▶ **PASSAGE PROVIDED**
--------------------------------------------------
Featured Image Credit: Caspar Stanley
It’s fairly common that Tim gets asked interesting and thought-provoking questions, that often begin with the words “Why don’t they just…” – and are then followed with a concept that seems like a great idea. One example might be “Why don’t they just launch rockets from the top of a mountain? It would be closer to space in altitude, so less distance to travel, and there would be less air resistance due to lower pressure at that altitude!”
This sounds very reasonable at first glance. Let’s think about how much fuel is spent getting a rocket from sea level up to four km (~13,000 feet) in altitude, with the majority (or all) of the propellant consumed by the first stage of the rocket. How much smaller and more efficient might the rocket be if, instead of taking off at sea level, it took off above most of the atmosphere?
Another fantastic question that often crops up is “Why don’t they just launch rockets from the equator, so that the rocket gets to take full advantage of Earth’s rotation, to help it get to orbit?”
Let us consider that question. Why are we not taking full advantage of the planet that we’re living on? It is offering us free energy, isn’t it? How much difference in performance is there in launching a rocket from different locations?
In this article
In this video and article, we will look at the physics of launching rockets from different locations on Earth. We will review the issues involved in launching from the tops of mountains, or from being close to the equator, and we will attempt to work out why we don’t tend to see this happening very often, if at all.
Before we dive in, however, we should recommend that you have already seen Everyday Astronaut’s video and article “The Difference Between Space And Orbit”, as these discuss where “space” starts, the Kármán line, apogee and perigee, and a few other terms that we might find helpful to understand.
Having said all of that, this is the first video and article in a short series of two. In the next video and article, we will discuss some other questions such as “why not use other technologies, such as jet engines, to help make rocket launch systems more efficient?”, or how about launching from aircraft, or using magnetic levitation systems to help “throw” rockets like a catapult.
This article is also available in the form of a video on our YouTube channel Everyday Astronaut.
Launching From The Summit Of A Mountain
This question seems as though it should make sense, at first glance. Not only are you closer to space because you are higher up and therefore further away from the center of Earth’s gravity, but the atmosphere is less thick at altitude, so it would be possible to make use of a more vacuum-optimized nozzle, and have less air ahead of the rocket’s path to fight against.
--------------------------------------------------
Records:
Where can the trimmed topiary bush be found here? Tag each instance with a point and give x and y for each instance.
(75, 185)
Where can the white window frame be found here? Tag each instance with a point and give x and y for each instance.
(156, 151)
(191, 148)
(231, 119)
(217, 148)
--------------------------------------------------
▶ **TASK SET**
**a.** Decide whether each statement below agrees with the article on rocket launch locations, answering yes or no and quoting the words from the article that settle it: (i) the article is the first in a series of two; (ii) most of the propellant is burned by the rocket's second stage; (iii) the atmosphere is thicker at altitude.
**b.** Carry on writing the article on rocket launch locations, starting right after its last sentence.

▶ **TASK ANSWERS**
**a.**
(i) Yes: "this is the first video and article in a short series of two."
(ii) No: "with the majority (or all) of the propellant consumed by the first stage of the rocket."
(iii) No: "the atmosphere is less thick at altitude"

**b.**
If we could use a larger, and longer, nozzle on the engine(s) of the first stage, we would gain some efficiency from the engine(s), since it is the job of the nozzle to convert high pressure, hot exhaust into lower pressure, lower temperature gas that is moving at very high velocities. The larger the nozzle is, the more work it is able to do when converting the slow moving, high pressure gas into cooler, lower pressure, gas moving at high velocities. However, there is a limit as to how large we can make a nozzle that works even in thin atmosphere.
A larger nozzle can lower the pressure of the exhaust below the ambient air pressure, especially if it is at sea level where the ambient air pressure is highest. This can cause flow separation at the exit of the nozzle, and that could damage the engine.
It is really clear to be able to see the difference between a sea level engine and a vacuum engine by looking at the 3.7 m diameter on the Falcon 9 rocket. This is able to fit 9 sea level engines on the first stage, but only one vacuum engine on the upper stage. During stage separation, it is clear how wide that upper stage nozzle is. The videos show that it is almost as wide as the entire rocket.
As a general rule of thumb, it is not a good idea to have the pressure at the exit of your nozzle be lower than about 40% of the pressure of the air surrounding you. This means that at sea level, where the pressure is nominally 1 bar (by definition), the exhaust is rarely below 0.4 bar at the exit of the nozzle, so that we can avoid flow separation.
Let us imagine for a moment that we do want to launch from the top of a mountain. To try to minimize the change for any existing launch provider, let us pretend that we are United Launch Alliance (ULA) from the United States, whose headquarters are in Colorado, not too far from Denver.
Since we now have the Rocky Mountains in our “back yard”, why should we not choose a new launch site for the Delta IV Medium, with no solid rocket boosters? (Yes, we do know that this rocket is retired from flight, but it is a useful example for us to use.)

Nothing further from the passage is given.